§ EXERCISE DESCRIPTION: Pick out every line below containing the string "railing" and copy each one. The match is case-sensitive.

Excerpts from a location annotation dataset:
◇ ◇ ◇ ◇ ◇ ◇ ◇
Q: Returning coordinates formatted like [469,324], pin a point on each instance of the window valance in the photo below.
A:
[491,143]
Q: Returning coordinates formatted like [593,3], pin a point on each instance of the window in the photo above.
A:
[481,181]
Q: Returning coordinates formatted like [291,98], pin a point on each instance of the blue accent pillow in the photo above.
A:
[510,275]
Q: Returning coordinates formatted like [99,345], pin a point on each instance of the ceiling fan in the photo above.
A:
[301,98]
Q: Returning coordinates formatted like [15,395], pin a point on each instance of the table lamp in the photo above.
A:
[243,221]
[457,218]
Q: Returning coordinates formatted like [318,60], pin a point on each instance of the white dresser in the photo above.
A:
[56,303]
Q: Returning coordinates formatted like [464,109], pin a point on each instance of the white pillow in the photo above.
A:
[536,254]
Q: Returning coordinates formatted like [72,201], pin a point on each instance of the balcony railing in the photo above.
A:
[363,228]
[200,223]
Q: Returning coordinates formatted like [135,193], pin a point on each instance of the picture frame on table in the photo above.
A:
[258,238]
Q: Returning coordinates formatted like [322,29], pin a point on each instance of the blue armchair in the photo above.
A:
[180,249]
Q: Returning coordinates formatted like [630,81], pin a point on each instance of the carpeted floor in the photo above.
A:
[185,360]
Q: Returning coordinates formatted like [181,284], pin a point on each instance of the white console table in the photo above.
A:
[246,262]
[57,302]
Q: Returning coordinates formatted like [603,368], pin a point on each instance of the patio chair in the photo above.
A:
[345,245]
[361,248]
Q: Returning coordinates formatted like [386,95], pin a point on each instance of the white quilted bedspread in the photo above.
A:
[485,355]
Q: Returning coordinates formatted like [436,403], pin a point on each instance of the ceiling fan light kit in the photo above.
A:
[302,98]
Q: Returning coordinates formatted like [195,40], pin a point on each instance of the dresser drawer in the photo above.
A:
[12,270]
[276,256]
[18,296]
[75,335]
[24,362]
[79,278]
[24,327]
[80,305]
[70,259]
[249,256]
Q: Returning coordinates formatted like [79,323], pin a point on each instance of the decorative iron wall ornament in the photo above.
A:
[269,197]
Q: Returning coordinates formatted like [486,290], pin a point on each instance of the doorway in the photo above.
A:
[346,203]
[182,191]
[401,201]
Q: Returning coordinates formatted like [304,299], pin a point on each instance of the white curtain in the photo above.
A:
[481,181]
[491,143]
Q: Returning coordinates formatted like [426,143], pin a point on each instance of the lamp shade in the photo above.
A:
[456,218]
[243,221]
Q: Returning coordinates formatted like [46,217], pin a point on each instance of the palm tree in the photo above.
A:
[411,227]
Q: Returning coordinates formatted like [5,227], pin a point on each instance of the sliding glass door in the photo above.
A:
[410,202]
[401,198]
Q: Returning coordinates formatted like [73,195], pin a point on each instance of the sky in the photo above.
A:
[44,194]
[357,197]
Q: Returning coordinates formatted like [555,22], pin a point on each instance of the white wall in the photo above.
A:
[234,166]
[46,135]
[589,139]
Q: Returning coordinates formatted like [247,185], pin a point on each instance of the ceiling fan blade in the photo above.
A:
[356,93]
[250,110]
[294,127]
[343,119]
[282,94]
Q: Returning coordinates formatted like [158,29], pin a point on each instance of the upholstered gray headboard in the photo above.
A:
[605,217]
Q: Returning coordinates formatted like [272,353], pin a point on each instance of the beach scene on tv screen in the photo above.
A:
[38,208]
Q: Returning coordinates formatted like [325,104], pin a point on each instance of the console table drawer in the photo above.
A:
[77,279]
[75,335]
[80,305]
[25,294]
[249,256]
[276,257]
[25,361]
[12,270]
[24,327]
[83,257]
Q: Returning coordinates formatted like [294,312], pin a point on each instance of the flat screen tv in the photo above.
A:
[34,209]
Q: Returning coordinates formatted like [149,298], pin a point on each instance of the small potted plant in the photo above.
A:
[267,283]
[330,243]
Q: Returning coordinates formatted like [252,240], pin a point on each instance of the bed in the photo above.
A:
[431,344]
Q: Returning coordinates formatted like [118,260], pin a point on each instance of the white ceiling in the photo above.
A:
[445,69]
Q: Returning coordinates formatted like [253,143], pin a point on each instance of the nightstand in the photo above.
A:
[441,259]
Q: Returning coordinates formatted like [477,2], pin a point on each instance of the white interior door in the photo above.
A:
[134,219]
◇ ◇ ◇ ◇ ◇ ◇ ◇
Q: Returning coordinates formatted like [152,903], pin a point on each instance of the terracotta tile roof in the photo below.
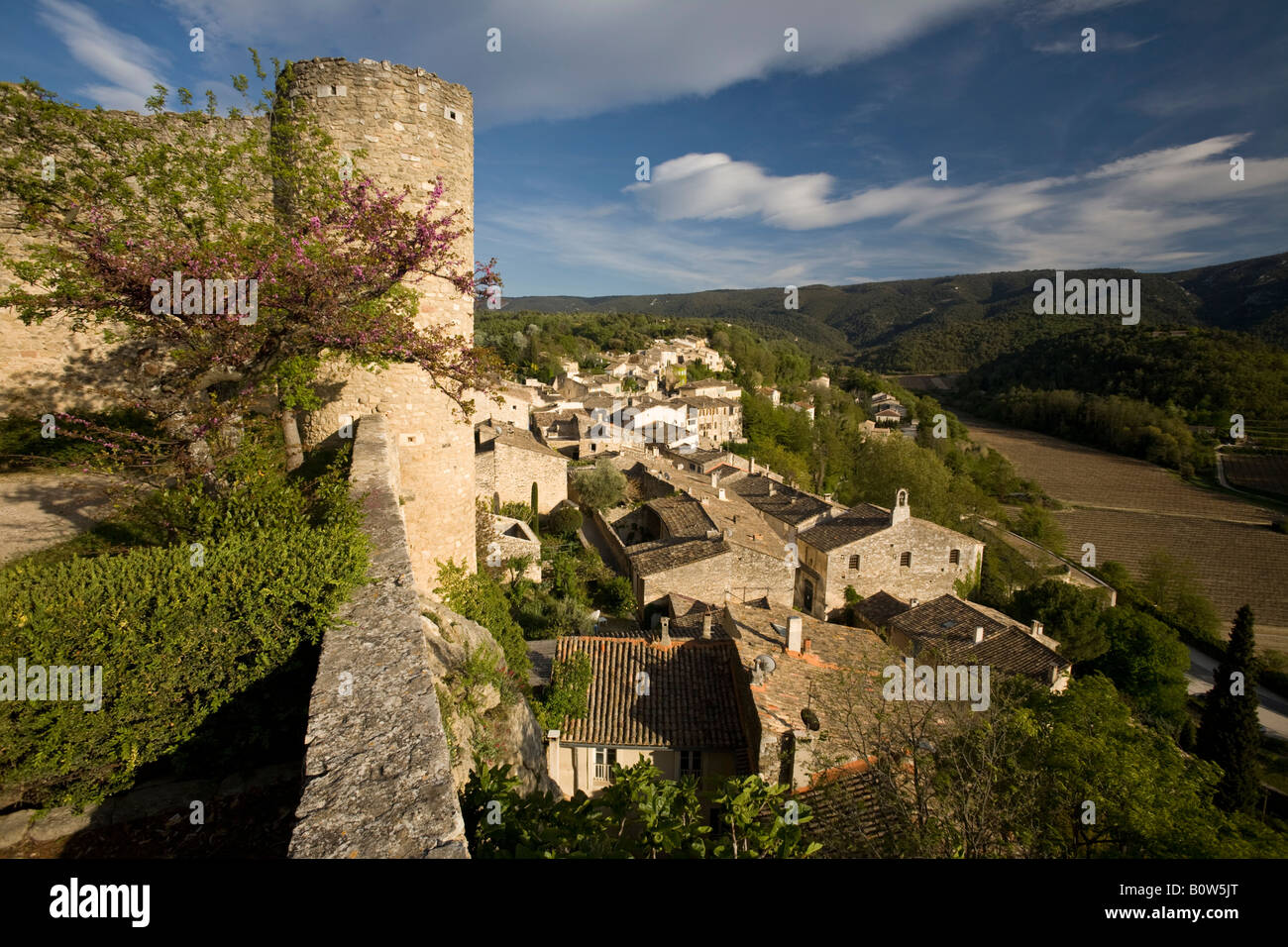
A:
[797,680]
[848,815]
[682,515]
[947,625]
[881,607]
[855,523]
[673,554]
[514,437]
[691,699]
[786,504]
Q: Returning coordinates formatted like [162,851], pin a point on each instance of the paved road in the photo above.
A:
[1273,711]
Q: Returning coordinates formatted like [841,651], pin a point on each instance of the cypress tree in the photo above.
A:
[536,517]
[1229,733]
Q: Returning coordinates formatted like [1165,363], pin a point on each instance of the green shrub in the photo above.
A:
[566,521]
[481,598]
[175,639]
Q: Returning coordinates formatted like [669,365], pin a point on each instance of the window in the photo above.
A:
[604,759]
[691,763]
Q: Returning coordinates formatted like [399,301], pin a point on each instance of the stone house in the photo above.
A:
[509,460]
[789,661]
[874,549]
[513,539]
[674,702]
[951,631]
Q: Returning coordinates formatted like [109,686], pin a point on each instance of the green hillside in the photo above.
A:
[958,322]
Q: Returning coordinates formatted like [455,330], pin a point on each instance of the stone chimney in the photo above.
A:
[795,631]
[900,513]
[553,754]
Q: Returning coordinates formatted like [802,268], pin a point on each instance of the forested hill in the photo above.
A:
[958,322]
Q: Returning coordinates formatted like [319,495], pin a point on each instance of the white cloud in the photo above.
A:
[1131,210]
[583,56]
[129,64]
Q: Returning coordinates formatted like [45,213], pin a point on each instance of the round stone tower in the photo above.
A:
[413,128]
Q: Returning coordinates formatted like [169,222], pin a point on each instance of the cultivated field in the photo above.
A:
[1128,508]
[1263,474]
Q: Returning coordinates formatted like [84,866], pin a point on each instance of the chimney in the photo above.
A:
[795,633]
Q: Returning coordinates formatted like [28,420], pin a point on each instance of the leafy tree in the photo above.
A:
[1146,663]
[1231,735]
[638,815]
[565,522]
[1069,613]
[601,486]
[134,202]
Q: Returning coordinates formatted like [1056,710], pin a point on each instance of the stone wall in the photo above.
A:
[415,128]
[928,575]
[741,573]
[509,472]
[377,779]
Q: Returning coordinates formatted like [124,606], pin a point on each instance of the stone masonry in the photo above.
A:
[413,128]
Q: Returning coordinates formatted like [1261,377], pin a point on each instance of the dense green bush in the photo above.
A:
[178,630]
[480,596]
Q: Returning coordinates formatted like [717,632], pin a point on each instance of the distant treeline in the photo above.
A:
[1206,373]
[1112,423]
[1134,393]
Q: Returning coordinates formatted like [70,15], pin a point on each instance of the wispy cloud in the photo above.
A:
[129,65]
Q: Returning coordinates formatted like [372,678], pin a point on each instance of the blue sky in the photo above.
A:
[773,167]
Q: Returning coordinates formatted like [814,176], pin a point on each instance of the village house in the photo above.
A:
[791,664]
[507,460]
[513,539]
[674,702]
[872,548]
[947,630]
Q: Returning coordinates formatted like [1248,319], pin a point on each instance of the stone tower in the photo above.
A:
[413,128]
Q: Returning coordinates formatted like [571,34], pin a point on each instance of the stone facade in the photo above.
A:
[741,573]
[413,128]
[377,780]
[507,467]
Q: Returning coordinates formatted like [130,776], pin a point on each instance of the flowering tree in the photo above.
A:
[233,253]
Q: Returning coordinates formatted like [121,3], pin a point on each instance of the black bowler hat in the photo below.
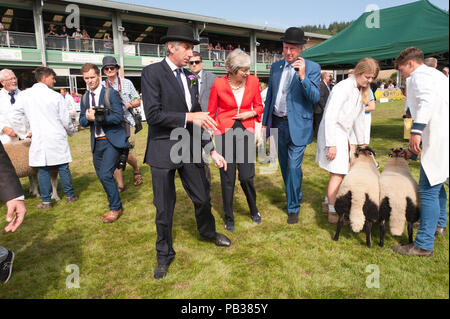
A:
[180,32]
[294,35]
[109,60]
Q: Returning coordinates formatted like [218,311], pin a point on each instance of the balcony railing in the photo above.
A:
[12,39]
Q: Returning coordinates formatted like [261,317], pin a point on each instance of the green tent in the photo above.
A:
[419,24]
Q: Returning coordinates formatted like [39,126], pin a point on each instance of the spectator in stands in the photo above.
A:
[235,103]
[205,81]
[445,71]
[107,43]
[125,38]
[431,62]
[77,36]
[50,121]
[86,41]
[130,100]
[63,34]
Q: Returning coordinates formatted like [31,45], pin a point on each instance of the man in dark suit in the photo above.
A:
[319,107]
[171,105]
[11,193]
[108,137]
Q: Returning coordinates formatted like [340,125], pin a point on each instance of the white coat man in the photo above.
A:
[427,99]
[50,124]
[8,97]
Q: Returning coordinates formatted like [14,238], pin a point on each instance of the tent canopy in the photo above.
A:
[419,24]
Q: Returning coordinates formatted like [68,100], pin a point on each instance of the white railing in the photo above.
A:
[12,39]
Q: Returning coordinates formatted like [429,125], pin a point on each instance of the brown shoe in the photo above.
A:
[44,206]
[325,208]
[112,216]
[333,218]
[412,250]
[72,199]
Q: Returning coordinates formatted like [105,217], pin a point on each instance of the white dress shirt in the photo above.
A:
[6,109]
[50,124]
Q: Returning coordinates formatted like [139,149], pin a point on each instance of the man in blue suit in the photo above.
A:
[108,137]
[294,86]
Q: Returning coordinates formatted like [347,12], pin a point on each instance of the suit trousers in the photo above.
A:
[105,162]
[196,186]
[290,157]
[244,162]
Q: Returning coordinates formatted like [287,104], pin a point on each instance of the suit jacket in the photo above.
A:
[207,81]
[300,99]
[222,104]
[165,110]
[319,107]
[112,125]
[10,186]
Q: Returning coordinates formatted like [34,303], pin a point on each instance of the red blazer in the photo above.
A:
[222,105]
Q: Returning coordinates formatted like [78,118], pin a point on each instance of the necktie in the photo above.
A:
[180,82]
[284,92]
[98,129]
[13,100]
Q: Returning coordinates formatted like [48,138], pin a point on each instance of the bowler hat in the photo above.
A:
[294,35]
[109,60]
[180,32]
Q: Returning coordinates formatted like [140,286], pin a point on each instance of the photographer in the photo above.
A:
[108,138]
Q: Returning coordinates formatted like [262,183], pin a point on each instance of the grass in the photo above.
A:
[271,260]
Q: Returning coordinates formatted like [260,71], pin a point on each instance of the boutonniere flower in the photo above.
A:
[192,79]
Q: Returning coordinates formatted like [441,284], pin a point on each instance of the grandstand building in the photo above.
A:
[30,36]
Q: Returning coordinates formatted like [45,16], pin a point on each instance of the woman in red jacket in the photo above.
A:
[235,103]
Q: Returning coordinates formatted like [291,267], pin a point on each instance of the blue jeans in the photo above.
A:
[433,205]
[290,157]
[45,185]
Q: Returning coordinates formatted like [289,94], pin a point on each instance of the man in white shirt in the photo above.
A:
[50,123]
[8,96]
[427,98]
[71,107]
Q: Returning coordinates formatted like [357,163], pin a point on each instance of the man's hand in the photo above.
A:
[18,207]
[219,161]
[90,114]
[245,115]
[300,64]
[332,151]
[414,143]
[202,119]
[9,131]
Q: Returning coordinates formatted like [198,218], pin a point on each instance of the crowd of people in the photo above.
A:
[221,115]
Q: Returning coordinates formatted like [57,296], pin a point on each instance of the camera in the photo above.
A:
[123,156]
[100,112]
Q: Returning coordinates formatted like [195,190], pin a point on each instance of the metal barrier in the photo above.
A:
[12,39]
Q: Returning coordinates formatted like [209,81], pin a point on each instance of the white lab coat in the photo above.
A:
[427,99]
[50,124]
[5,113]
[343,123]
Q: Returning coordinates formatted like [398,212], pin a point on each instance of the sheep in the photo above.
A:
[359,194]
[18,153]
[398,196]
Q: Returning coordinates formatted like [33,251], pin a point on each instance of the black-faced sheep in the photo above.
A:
◇ ◇ ◇ ◇ ◇ ◇ ◇
§ FULL ANSWER:
Q: Returning coordinates formatted like [72,201], pin a point on each instance of the balcony railing in the photo above.
Q: Returning coordinates formatted like [218,311], pin a point on each instance of the balcony railing in the photo above.
Q: Returning coordinates formatted like [68,100], pin a point on each instance of the white railing in the photo above.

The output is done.